## Texto proporcionado

● ● ● ● ● ● ●

Marbella Publicado el 8 junio, 2016 por Antonio Flores Sentí8 junio, 2016  
Por el Centro han pasado insignes profesores, muchos de los cuales se han convertido en leyenda. En la foto, D. Antonio Cuevas, D. Manuel Atienza y D. José García, de sobra conocidos en España. Pocas escuelas pueden presumir de haber podido juntar un equipo tan espectacular. Pero no serán los únicos que pasen por aquí. Iremos dando fe de quienes fueron los pilares sobre los que se construyó nuestro prestigio internacional.

Por el Centro han pasado insignes profesores, muchos de los cuales se han convertido en leyenda. En la foto, D. Antonio Cuevas, D. Manuel Atienza y D. José García, de sobra conocidos en España. Pocas escuelas pueden presumir de haber podido juntar un equipo tan espectacular. Pero no serán los únicos que pasen por aquí. Iremos dando fe de quienes fueron los pilares sobre los que se construyó nuestro prestigio internacional.

● ● ● ● ● ● ●

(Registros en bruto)

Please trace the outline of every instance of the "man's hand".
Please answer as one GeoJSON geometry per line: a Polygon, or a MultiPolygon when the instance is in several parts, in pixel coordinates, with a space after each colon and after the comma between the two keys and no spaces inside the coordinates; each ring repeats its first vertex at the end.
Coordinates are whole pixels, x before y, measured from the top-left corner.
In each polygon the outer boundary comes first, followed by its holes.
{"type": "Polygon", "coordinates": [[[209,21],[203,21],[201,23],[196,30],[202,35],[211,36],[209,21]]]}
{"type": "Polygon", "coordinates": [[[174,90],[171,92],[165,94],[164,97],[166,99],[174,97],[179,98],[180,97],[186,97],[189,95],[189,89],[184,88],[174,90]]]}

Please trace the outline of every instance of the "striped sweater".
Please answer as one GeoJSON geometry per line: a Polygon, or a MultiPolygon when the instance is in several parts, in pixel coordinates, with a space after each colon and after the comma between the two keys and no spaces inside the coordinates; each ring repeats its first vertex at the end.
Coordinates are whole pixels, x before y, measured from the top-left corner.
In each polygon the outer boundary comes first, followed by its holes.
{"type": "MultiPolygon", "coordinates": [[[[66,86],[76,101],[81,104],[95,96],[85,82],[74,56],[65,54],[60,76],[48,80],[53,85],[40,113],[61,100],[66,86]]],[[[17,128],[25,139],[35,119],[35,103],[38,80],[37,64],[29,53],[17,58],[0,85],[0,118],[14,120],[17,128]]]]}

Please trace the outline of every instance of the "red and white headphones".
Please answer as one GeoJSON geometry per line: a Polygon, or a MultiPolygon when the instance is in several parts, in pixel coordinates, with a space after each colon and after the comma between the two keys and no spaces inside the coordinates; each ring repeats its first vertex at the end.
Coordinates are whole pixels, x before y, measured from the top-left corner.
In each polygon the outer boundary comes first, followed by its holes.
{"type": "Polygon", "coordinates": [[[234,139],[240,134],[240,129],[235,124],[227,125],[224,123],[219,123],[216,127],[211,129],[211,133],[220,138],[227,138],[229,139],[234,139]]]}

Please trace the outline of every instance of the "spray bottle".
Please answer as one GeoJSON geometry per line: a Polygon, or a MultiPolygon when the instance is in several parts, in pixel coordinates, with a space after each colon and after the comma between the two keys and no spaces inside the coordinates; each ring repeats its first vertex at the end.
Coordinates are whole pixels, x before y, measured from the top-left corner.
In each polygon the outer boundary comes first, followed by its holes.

● ● ● ● ● ● ●

## Instrucción dada A
Indica si cada afirmación coincide con el texto sobre los profesores del Centro: (i) en la foto salen D. Antonio Cuevas, D. Manuel Atienza y D. José García; (ii) los profesores de la foto serán los únicos que pasen por el Centro; (iii) muchas escuelas han podido reunir un equipo así. Responde sí o no en cada caso y cita textualmente las palabras del texto que lo deciden.
## Instrucción dada B
Recoge todas las líneas de las entradas que contengan la palabra "every", teniendo en cuenta mayúsculas y minúsculas.

## Respuesta completa A
(i) Sí: "En la foto, D. Antonio Cuevas, D. Manuel Atienza y D. José García, de sobra conocidos en España."
(ii) No: "Pero no serán los únicos que pasen por aquí."
(iii) No: "Pocas escuelas pueden presumir de haber podido juntar un equipo tan espectacular."

## Respuesta completa B
Please trace the outline of every instance of the "man's hand".
Please trace the outline of every instance of the "striped sweater".
Please trace the outline of every instance of the "red and white headphones".
Please trace the outline of every instance of the "spray bottle".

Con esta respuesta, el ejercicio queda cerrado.